(RECORDS SUPPLIED):
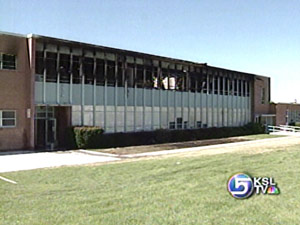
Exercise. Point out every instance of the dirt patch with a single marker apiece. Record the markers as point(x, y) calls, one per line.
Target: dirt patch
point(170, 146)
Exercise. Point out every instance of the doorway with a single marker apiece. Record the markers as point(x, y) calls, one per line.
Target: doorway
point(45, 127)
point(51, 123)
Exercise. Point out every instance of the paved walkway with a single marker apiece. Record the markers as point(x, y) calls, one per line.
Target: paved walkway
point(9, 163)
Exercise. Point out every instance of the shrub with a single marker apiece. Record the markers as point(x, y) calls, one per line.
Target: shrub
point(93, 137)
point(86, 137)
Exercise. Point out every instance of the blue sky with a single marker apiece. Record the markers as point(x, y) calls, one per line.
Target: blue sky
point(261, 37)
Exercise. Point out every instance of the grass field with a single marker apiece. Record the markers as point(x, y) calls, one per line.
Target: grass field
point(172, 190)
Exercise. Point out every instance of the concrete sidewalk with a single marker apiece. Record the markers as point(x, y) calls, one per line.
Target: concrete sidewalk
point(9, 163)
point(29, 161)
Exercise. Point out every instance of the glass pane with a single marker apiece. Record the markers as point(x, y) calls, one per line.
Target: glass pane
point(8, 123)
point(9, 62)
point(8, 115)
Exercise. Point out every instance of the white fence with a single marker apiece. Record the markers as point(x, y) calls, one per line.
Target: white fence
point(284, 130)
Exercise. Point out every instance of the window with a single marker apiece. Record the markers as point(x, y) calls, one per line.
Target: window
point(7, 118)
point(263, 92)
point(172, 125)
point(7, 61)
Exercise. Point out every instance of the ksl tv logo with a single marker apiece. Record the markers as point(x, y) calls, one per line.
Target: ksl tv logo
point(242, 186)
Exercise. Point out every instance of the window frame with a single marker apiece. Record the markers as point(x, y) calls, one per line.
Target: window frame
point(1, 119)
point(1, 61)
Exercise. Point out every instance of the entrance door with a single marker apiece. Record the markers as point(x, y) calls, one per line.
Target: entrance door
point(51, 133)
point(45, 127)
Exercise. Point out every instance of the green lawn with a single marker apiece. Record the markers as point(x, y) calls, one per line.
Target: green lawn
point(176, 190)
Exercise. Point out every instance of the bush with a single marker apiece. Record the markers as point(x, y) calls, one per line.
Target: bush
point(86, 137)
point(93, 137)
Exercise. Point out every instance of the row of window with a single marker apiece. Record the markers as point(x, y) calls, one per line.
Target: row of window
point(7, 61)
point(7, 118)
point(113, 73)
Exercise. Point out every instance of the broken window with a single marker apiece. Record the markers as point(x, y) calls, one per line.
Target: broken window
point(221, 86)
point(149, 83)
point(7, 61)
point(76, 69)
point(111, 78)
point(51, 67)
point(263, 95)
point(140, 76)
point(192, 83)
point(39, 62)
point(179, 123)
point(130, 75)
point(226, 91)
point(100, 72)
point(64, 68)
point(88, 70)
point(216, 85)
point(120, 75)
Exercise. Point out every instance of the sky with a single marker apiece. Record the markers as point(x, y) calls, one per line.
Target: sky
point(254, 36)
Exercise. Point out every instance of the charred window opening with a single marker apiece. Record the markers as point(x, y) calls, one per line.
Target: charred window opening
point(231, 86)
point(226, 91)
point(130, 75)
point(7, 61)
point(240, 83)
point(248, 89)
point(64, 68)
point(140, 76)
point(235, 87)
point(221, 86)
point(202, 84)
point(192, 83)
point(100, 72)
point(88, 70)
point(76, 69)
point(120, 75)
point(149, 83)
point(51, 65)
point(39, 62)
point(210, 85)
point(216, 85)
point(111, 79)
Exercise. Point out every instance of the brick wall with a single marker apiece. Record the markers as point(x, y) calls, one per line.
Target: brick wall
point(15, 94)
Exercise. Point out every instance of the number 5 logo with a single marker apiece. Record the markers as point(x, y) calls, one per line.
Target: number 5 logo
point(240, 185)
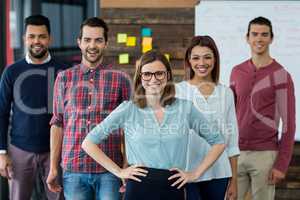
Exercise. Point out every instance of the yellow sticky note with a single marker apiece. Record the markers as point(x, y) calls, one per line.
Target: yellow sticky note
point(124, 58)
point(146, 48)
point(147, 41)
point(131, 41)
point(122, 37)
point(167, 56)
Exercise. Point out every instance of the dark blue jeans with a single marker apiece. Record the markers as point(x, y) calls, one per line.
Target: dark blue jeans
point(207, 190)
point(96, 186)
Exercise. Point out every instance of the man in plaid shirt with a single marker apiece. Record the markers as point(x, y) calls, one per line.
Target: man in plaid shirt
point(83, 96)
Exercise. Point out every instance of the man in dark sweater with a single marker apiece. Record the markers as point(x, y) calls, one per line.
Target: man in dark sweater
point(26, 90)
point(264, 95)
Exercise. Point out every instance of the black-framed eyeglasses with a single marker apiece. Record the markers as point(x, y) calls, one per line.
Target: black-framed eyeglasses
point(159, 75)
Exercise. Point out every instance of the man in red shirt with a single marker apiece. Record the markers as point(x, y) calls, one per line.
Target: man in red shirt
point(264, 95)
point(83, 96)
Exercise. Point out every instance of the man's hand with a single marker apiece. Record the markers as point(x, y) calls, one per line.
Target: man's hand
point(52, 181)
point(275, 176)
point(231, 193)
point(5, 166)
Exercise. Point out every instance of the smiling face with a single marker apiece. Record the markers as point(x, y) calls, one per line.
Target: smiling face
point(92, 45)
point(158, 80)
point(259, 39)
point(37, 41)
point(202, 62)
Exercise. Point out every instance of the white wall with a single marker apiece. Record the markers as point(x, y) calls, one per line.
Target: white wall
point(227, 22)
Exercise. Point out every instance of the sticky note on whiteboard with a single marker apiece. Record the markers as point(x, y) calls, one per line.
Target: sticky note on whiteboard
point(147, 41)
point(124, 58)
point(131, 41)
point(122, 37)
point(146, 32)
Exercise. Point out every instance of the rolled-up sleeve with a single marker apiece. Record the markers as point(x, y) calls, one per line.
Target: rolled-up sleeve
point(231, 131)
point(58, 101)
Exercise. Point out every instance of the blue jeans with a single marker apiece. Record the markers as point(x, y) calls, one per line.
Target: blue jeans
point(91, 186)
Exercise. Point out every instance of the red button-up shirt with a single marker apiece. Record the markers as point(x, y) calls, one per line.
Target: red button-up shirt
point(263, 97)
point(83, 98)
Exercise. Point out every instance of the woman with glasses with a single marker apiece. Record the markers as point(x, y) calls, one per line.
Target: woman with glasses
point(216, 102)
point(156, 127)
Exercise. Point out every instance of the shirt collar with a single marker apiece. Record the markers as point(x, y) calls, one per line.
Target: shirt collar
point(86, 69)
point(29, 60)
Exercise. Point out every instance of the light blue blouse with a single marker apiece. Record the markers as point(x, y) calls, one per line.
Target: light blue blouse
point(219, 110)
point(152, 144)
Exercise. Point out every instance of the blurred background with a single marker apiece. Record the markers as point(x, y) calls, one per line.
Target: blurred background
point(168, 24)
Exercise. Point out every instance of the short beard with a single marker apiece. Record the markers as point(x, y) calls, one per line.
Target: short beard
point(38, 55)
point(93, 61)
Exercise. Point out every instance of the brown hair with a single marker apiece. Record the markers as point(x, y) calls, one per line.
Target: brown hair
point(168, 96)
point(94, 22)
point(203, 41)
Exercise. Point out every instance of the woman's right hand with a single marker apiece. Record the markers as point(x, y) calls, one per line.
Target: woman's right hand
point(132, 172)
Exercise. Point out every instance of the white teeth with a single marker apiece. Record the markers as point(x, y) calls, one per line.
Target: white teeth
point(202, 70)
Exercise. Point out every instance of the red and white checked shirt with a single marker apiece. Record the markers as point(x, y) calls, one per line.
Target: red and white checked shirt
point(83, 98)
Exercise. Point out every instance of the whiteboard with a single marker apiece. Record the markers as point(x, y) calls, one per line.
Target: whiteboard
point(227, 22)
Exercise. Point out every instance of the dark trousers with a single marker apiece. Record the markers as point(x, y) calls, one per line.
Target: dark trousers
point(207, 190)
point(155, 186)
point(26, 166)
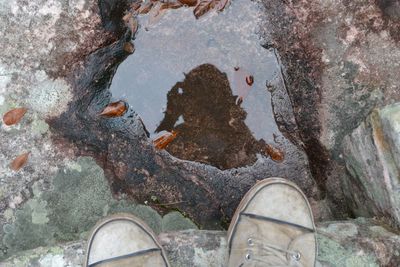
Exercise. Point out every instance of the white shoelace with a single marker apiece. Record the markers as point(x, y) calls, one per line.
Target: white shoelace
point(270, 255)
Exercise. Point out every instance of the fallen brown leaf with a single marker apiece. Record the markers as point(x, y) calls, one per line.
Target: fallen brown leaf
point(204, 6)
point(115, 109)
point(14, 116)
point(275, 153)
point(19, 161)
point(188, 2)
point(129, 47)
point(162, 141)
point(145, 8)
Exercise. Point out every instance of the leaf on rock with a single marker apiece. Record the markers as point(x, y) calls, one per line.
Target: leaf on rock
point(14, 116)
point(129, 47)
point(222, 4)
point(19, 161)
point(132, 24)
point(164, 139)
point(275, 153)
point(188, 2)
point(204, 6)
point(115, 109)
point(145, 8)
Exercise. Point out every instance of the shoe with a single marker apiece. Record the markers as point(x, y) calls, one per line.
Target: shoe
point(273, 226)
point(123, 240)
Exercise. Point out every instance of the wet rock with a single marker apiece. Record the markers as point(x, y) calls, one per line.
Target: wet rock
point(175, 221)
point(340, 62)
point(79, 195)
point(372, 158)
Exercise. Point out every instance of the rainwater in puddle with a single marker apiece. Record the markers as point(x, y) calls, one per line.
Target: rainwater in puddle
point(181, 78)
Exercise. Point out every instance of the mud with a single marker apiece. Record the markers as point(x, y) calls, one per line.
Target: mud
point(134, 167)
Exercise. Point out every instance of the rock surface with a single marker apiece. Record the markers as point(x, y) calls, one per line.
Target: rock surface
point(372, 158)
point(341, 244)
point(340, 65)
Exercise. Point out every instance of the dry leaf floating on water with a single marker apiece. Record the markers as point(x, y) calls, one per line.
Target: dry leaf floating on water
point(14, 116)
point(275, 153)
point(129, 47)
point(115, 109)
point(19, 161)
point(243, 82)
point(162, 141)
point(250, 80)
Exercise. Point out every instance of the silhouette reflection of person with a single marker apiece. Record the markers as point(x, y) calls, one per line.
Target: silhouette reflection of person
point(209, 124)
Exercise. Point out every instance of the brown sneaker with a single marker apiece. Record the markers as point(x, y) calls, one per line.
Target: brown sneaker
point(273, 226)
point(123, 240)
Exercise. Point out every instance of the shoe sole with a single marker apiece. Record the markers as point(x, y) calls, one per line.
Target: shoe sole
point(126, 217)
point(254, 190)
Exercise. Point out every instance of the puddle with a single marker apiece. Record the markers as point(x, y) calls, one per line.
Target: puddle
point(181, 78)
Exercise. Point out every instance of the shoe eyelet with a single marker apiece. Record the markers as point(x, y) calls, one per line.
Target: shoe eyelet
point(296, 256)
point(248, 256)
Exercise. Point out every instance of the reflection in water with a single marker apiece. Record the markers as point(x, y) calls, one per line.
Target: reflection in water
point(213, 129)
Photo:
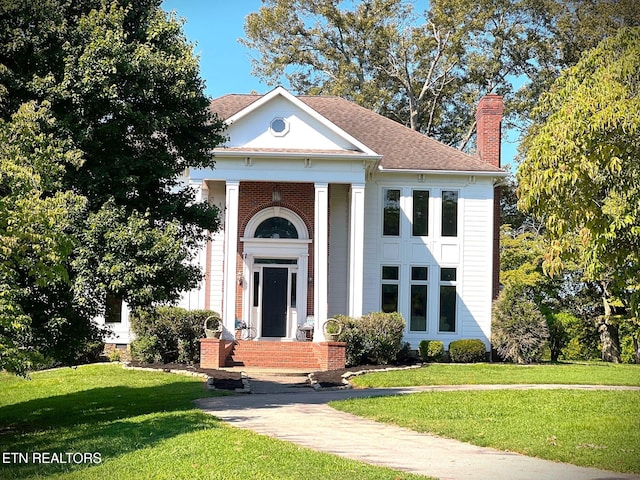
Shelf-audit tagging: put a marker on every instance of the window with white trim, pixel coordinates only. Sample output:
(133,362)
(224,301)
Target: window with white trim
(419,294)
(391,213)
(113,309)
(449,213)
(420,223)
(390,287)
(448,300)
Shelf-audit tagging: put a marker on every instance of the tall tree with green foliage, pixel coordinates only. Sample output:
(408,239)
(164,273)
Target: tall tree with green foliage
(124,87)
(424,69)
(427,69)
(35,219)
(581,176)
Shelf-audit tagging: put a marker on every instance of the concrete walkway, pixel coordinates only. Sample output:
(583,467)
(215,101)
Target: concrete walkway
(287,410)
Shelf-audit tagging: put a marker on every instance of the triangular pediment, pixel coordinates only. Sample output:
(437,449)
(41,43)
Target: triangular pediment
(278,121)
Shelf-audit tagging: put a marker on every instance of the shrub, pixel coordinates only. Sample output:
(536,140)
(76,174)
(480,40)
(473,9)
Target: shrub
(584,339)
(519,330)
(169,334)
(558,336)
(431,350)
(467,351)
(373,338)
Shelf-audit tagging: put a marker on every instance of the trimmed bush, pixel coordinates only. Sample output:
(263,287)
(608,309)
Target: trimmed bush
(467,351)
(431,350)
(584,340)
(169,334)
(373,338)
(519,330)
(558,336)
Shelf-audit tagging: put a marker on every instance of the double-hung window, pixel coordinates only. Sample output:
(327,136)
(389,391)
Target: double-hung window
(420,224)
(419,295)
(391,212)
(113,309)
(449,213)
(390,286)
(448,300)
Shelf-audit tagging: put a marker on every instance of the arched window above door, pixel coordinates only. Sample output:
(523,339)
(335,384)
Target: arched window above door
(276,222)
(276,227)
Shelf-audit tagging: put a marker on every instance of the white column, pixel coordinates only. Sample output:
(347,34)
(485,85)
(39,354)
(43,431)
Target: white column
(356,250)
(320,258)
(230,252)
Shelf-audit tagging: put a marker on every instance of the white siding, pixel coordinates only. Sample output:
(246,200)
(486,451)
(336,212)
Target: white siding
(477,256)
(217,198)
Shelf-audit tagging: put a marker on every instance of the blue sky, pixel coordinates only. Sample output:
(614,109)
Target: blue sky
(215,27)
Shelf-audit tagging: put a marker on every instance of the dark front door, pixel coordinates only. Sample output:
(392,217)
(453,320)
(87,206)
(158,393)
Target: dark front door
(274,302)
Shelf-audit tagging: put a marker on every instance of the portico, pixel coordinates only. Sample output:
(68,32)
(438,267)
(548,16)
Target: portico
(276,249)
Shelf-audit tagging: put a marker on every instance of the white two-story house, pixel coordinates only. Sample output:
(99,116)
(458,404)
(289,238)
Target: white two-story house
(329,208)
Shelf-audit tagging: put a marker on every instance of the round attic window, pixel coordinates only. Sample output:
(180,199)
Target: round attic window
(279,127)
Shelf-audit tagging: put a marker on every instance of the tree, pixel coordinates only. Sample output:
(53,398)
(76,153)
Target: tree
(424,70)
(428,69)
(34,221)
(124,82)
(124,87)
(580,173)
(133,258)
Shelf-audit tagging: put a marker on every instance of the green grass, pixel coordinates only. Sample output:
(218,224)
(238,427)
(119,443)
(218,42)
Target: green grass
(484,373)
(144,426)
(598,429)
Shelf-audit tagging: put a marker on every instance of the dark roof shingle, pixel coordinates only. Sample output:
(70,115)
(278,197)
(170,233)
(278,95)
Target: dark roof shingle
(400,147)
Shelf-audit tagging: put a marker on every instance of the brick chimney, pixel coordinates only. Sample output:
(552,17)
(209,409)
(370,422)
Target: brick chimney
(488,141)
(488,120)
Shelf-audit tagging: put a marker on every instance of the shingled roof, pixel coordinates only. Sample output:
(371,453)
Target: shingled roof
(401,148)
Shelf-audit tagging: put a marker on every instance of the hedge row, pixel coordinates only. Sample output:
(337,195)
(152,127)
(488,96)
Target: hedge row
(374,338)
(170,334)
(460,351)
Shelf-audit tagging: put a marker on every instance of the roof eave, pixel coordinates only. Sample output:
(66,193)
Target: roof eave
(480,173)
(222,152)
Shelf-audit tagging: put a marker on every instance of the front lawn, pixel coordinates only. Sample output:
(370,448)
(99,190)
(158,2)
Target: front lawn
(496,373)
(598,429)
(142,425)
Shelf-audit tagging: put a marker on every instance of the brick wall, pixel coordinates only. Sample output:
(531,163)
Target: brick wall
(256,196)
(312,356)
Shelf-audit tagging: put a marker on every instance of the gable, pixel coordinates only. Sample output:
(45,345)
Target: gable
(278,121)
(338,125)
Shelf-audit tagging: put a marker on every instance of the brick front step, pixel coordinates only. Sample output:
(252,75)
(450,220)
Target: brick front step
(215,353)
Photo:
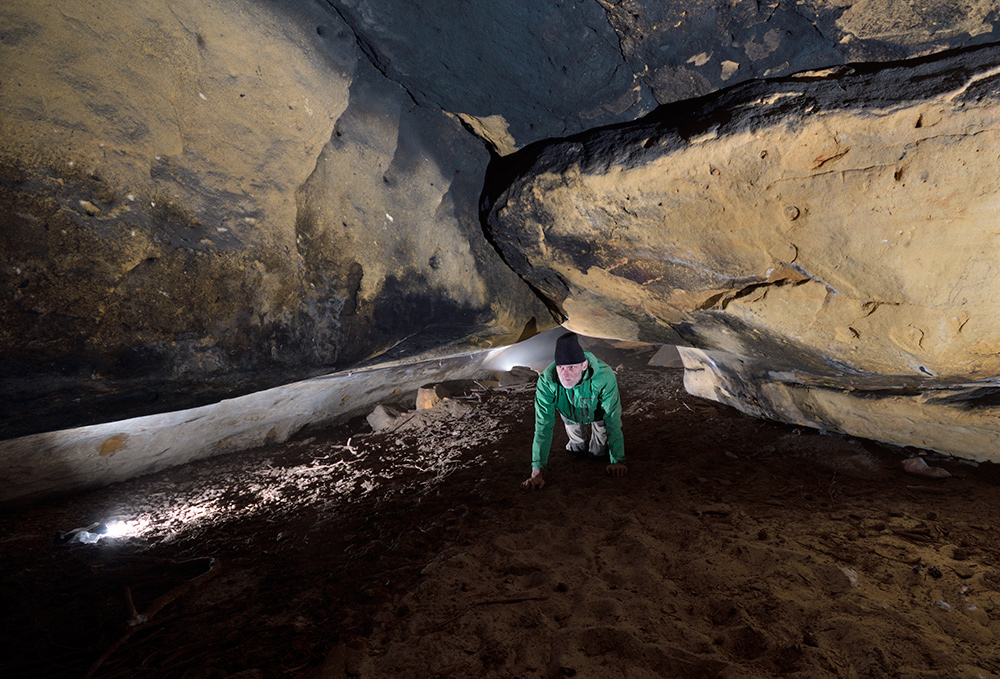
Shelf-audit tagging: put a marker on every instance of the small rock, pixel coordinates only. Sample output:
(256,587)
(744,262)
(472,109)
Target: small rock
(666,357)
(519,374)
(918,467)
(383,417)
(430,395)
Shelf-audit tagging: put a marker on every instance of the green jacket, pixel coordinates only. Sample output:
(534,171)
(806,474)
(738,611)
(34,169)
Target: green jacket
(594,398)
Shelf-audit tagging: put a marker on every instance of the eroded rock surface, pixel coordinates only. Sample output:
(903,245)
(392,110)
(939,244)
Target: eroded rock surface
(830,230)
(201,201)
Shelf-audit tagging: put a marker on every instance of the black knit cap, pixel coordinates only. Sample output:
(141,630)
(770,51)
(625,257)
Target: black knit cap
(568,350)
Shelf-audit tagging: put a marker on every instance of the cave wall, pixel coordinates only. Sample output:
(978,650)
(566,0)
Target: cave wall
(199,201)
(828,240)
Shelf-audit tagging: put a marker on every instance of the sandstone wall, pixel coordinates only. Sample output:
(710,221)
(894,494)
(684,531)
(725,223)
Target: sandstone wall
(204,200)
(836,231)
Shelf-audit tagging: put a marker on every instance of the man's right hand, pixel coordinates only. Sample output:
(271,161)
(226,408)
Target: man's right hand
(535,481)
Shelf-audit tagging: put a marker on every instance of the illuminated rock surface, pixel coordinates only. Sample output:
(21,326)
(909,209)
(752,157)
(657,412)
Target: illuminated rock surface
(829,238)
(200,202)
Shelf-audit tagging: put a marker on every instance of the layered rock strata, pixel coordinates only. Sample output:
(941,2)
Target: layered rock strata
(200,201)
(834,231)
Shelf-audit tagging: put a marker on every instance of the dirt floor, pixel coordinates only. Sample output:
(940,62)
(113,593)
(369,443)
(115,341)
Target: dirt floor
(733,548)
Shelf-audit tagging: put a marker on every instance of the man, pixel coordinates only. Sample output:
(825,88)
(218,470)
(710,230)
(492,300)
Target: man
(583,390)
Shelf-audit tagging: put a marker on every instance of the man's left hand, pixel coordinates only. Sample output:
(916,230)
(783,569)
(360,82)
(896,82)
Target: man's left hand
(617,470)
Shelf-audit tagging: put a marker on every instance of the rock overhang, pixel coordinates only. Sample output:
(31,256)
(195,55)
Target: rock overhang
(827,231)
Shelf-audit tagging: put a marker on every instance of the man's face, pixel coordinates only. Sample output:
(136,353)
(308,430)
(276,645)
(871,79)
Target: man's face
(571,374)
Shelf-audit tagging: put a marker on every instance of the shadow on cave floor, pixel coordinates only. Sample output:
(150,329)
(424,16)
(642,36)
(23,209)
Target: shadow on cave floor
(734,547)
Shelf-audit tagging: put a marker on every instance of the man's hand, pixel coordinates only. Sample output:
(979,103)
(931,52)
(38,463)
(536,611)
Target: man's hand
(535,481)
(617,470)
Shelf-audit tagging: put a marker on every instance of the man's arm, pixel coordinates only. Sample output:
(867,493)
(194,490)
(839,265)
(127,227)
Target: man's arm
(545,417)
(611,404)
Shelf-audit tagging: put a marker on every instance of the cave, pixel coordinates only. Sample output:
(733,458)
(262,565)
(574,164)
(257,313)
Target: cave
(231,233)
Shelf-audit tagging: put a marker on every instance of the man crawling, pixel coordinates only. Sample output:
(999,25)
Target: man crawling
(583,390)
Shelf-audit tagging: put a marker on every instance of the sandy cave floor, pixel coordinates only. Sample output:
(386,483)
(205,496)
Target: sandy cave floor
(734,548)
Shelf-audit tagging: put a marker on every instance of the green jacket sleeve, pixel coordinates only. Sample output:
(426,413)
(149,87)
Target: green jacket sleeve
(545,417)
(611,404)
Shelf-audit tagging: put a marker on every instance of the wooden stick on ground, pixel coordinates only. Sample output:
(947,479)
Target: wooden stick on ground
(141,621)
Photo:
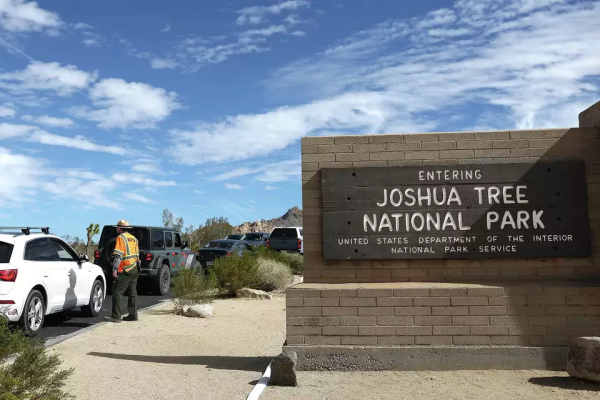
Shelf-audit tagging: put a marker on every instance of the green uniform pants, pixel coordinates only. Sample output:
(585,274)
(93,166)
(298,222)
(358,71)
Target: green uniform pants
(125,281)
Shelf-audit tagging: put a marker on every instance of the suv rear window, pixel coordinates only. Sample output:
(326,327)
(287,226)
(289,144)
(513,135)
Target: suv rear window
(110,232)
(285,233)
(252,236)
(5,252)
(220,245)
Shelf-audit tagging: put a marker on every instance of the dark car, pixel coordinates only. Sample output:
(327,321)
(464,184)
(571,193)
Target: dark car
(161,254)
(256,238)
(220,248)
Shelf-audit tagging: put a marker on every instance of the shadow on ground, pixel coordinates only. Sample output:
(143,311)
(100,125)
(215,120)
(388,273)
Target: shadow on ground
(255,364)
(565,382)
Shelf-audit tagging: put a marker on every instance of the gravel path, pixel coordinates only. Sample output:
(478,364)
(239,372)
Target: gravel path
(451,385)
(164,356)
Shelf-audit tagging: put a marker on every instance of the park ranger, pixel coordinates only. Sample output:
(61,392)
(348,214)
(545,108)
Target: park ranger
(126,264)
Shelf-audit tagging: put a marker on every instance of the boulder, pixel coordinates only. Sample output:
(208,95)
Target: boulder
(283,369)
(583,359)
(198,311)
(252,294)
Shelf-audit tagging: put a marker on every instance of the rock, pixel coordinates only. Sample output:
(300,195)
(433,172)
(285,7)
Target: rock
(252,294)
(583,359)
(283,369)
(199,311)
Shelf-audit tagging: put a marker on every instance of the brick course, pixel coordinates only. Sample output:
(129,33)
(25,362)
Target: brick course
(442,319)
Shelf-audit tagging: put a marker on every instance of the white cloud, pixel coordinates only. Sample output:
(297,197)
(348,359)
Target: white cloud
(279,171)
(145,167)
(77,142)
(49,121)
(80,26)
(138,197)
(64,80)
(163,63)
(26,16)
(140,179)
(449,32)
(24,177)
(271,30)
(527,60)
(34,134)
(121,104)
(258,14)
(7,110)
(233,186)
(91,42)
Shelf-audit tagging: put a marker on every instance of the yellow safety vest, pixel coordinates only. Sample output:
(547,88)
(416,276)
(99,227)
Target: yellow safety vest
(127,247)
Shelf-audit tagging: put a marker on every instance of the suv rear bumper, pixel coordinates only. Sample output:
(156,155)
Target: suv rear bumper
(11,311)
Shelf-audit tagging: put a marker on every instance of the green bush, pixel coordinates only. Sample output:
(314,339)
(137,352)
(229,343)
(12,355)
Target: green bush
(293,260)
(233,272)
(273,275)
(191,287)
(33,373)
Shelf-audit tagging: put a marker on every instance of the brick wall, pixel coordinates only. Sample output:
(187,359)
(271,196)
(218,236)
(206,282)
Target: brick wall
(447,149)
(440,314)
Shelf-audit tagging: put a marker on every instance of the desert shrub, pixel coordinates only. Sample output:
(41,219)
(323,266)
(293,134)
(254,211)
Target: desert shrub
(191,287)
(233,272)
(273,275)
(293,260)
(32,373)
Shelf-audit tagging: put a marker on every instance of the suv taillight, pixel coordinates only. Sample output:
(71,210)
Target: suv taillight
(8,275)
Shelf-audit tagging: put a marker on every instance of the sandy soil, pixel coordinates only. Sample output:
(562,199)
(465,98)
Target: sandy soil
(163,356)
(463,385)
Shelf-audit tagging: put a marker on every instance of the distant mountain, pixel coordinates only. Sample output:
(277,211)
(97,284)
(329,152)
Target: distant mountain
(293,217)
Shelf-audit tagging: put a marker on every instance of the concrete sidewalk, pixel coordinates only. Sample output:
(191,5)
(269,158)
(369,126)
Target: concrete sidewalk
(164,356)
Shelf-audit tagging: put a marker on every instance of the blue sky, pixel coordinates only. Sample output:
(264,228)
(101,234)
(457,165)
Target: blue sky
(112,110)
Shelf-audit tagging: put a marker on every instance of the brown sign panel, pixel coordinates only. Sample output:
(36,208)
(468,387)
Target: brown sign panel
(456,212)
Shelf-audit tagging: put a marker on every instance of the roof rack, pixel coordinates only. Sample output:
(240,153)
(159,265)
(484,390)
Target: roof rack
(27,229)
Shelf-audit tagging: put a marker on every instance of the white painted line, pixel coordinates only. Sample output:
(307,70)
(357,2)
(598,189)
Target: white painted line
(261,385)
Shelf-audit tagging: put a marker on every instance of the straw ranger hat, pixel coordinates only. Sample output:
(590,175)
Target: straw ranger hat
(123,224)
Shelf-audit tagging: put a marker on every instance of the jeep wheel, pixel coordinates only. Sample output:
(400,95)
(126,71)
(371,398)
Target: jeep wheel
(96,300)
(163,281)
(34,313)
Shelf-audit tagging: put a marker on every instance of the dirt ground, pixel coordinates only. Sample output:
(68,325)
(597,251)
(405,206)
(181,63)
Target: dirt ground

(OBJECTIVE):
Copy out the material from its start up to and including the line with "point(284, 130)", leaving the pictures out of your answer.

(EXERCISE OUTPUT):
Exercise. Point out every instance of the dirt patch with a single marker apiece. Record the markers as point(x, y) calls, one per line.
Target: dirt patch
point(170, 146)
Exercise. Point out every instance of the doorway with a single marker apiece. Record the markers as point(x, y) calls, one per line.
Target: doorway
point(45, 127)
point(51, 123)
Exercise. Point out every instance of the paved walkway with a single marker apiece. Record the markers as point(x, y) calls, one per line.
Target: paved walkway
point(9, 163)
Exercise. Point out every instance of the shrub with a single marker apiece. Record the markers as point(x, y) calls, one per line.
Target: shrub
point(93, 137)
point(86, 137)
Exercise. Point out every instance of the blue sky with a single marker apiece. Record the markers as point(x, y) calls, one per line.
Target: blue sky
point(261, 37)
Exercise. Point out every instance of the grass field with a single marker apiece. Record the markers as point(x, y) calls, one per line.
Target: grass field
point(172, 190)
Exercise. Point out every instance of the concrete sidewalk with a single marker apiece. Record the markers as point(x, y) calls, one per line.
Target: concrete sidewalk
point(9, 163)
point(29, 161)
Exercise. Point out every instance of the glass pane with a single marker apiece. Record the markers as point(x, y) calls, one per line.
Target: glass pane
point(8, 123)
point(9, 62)
point(8, 115)
Exercise. Point out every instance of the white fence with a single marker apiece. Record the markers as point(x, y) calls, one per line.
Target: white fence
point(284, 130)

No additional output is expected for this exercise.